▶ **What you should do**
Put each line of the listing below into a Markdown table with two columns, Row and Line, numbering the rows and leaving out blank lines. Keep the pictures out of your answer.

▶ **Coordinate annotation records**
Start

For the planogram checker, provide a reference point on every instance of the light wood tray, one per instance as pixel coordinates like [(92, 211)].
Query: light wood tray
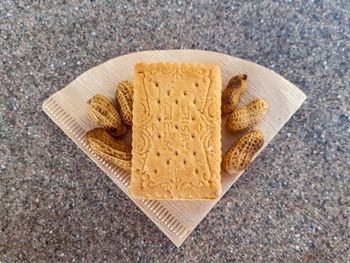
[(68, 108)]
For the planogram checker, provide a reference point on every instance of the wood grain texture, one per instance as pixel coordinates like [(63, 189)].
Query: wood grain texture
[(68, 108)]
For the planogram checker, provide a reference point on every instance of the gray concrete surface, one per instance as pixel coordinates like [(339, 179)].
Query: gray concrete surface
[(291, 205)]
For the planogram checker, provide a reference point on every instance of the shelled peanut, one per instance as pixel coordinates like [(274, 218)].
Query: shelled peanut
[(109, 148), (246, 116), (124, 95), (105, 115), (239, 156), (233, 92)]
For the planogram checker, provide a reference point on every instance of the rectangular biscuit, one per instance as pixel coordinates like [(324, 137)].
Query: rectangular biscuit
[(176, 132)]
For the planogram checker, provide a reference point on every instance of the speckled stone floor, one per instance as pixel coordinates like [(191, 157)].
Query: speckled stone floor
[(291, 205)]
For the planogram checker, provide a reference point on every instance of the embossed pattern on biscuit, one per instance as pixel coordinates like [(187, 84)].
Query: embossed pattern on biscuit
[(176, 131)]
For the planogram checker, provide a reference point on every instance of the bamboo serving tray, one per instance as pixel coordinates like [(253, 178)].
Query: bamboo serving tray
[(68, 108)]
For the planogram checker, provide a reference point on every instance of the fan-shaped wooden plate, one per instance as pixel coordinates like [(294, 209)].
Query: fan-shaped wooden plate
[(68, 108)]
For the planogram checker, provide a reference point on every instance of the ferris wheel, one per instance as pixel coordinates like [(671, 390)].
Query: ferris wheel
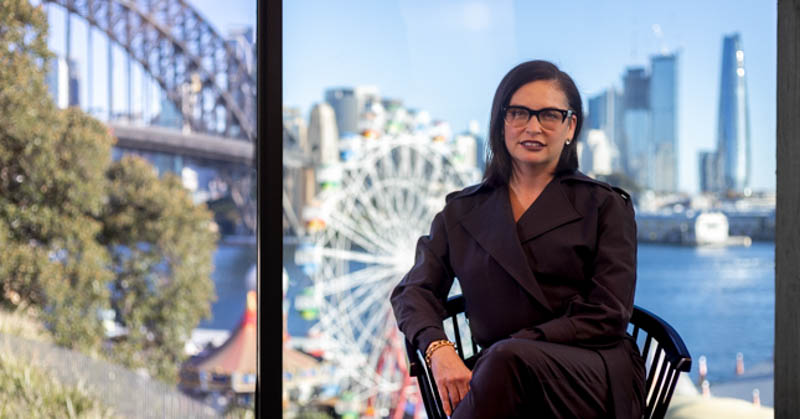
[(365, 239)]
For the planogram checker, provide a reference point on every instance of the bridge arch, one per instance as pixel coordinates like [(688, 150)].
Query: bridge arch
[(197, 68)]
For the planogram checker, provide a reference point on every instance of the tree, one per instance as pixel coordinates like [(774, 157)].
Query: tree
[(52, 167), (161, 246), (80, 234)]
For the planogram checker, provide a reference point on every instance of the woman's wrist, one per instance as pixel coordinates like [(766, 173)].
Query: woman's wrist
[(435, 345)]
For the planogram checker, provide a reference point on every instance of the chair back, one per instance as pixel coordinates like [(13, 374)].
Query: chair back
[(662, 348)]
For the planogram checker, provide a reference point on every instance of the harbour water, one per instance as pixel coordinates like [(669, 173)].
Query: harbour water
[(232, 264), (720, 300)]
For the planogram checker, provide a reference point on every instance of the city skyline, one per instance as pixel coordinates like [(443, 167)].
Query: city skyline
[(447, 58)]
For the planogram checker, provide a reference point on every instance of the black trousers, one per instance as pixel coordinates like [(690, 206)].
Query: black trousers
[(522, 378)]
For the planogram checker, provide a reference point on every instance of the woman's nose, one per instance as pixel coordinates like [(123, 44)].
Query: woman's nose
[(533, 125)]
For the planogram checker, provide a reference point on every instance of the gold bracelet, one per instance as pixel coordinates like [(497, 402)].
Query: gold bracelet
[(434, 346)]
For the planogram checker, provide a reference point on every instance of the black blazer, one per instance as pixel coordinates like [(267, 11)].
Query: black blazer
[(564, 273)]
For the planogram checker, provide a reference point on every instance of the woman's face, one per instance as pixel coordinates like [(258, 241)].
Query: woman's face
[(530, 145)]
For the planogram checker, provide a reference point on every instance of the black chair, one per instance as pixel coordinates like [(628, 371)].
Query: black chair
[(662, 348)]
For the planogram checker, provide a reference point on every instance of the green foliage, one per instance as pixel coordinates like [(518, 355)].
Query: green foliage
[(79, 233), (161, 246), (26, 391)]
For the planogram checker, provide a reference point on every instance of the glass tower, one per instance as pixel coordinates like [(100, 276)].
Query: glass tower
[(733, 135), (663, 172)]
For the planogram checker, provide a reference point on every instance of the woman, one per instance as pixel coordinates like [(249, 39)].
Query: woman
[(546, 259)]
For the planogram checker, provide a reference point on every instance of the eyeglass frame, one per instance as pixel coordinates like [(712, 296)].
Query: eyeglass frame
[(565, 113)]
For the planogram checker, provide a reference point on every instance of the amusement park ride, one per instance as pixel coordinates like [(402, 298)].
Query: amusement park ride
[(359, 243)]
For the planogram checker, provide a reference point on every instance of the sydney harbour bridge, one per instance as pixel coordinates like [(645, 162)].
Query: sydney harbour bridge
[(205, 80)]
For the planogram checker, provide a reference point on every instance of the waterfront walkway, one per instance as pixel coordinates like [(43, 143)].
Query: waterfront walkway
[(129, 394), (731, 400)]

End

▶ **Solution to the problem**
| Row | Line |
|---|---|
| 1 | For the planogram checker, provide a reference point on every instance of the light wood tray, one per instance as pixel coordinates like [(92, 211)]. |
| 2 | Query: light wood tray |
| 3 | [(68, 108)] |
| 4 | For the planogram checker, provide a reference point on every instance of the wood grain texture, one per instance as pixel coordinates like [(63, 189)]. |
| 5 | Query: wood grain texture |
| 6 | [(68, 108)] |
| 7 | For the planogram checker, provide a reference point on every instance of the gray concrete surface, one per instance as pixel coordinates like [(339, 179)]. |
| 8 | Query: gray concrete surface |
| 9 | [(291, 205)] |
| 10 | For the planogram checker, provide a reference point on every instance of the shelled peanut, one per instance as pixel coordinates like [(274, 218)]. |
| 11 | Query: shelled peanut |
| 12 | [(109, 148), (246, 116), (124, 95), (105, 115), (239, 156), (233, 92)] |
| 13 | For the planogram checker, provide a reference point on every instance of the rectangular biscuit, one per instance as pixel coordinates like [(324, 137)]. |
| 14 | Query: rectangular biscuit |
| 15 | [(176, 132)] |
| 16 | For the planogram checker, provide a reference point on every instance of the speckled stone floor, one per instance as pixel coordinates like [(191, 157)]. |
| 17 | Query: speckled stone floor |
| 18 | [(291, 205)] |
| 19 | For the planogram checker, provide a reference point on every instance of the embossed pattern on biscuit, one per instance as pixel coordinates like [(187, 84)]. |
| 20 | Query: embossed pattern on biscuit |
| 21 | [(176, 131)] |
| 22 | For the planogram checker, provide a reference point on every instance of the bamboo serving tray, one per instance as pixel coordinates like [(253, 178)]. |
| 23 | Query: bamboo serving tray |
| 24 | [(68, 108)] |
| 25 | For the planogram checker, provide a reference point on every instance of the fan-shaped wooden plate, one per instance as pixel coordinates like [(294, 209)]. |
| 26 | Query: fan-shaped wooden plate |
| 27 | [(68, 108)] |
| 28 | For the planogram checker, provide a reference point on every instance of the ferris wheel, one per instance as pixel coordinates like [(671, 390)]. |
| 29 | Query: ferris wheel |
| 30 | [(365, 239)] |
| 31 | For the planogram checker, provide a reference point on every instance of the bridge arch, one per instance as pixel coordinates like [(688, 150)]. |
| 32 | Query: bridge arch |
| 33 | [(197, 68)] |
| 34 | For the planogram checker, provide a reference point on every instance of the tree, one per instance as pixel coordinates like [(774, 157)]. |
| 35 | Query: tree |
| 36 | [(52, 167), (161, 246), (80, 234)] |
| 37 | For the planogram checker, provide a reference point on every instance of the woman's wrist, one per instance as pixel coordinates like [(766, 173)]. |
| 38 | Query: woman's wrist |
| 39 | [(435, 345)] |
| 40 | For the planogram checker, provide a reference point on every instance of the chair back, one per instance as pixel coordinates like [(13, 374)]. |
| 41 | Query: chair back |
| 42 | [(662, 348)] |
| 43 | For the planogram checker, provide a reference point on every instance of the harbour water, one per instance as pixel coordinates like [(669, 173)]. |
| 44 | Query: harbour water |
| 45 | [(232, 264), (720, 300)] |
| 46 | For the planogram checker, provide a reference point on every instance of the city skyline, one per instance as pixel coordinates like [(443, 167)]. |
| 47 | Query: city skyline |
| 48 | [(447, 58)] |
| 49 | For the planogram checker, provide a reference point on every instance of the black trousers, one per instance as pixel coordinates like [(690, 206)]. |
| 50 | Query: black trousers |
| 51 | [(522, 378)] |
| 52 | For the planogram checker, provide a reference point on every instance of the woman's nose, one per instance as pixel coordinates like [(123, 44)]. |
| 53 | Query: woman's nose |
| 54 | [(533, 125)] |
| 55 | For the planogram checker, provide a reference point on every instance of the gold bracelet, one per instance as pixel coordinates like [(497, 402)]. |
| 56 | Query: gold bracelet |
| 57 | [(434, 346)] |
| 58 | For the planogram checker, provide a reference point on every instance of the black blazer, one per instance as pixel coordinates like [(267, 11)]. |
| 59 | Query: black blazer |
| 60 | [(564, 273)] |
| 61 | For the planogram checker, provide a reference point on every instance of the woman's face, one per instance as pixel coordinates like [(258, 241)]. |
| 62 | Query: woman's face |
| 63 | [(530, 145)] |
| 64 | For the planogram checker, provide a reference point on every instance of the black chair, one per instance as pixel coordinates like [(628, 371)]. |
| 65 | Query: black chair |
| 66 | [(662, 348)] |
| 67 | For the planogram checker, provide a reference point on every instance of the green foliage, one per instance as pixel coordinates like [(518, 355)]. |
| 68 | Query: green foliage |
| 69 | [(79, 233), (161, 246), (26, 391)] |
| 70 | For the planogram checker, provide a reference point on every instance of the glass tower, one per instance as pixel coordinates like [(100, 276)]. |
| 71 | Query: glass tower |
| 72 | [(733, 135), (663, 172)] |
| 73 | For the planogram checker, provide a reference point on every instance of the woman, one per instance as pixel coordinates like [(249, 39)]. |
| 74 | Query: woman |
| 75 | [(546, 259)] |
| 76 | For the planogram checker, provide a reference point on every instance of the eyeglass frame, one per instance as pixel coordinates like [(712, 296)]. |
| 77 | Query: eyeglass frame |
| 78 | [(565, 113)] |
| 79 | For the planogram checker, provide a reference point on every instance of the amusement park ride, one per instance as pixel coordinates like [(402, 298)]. |
| 80 | Query: amusement park ride |
| 81 | [(359, 243)] |
| 82 | For the planogram checker, provide a reference point on every instance of the sydney harbour bridge, one per instance as pixel coordinates like [(645, 162)]. |
| 83 | Query: sydney harbour bridge |
| 84 | [(205, 80)] |
| 85 | For the planogram checker, provide a reference point on every instance of the waterfront walkway, one per instance as pixel coordinates like [(43, 143)]. |
| 86 | Query: waterfront walkway |
| 87 | [(129, 394), (731, 400)] |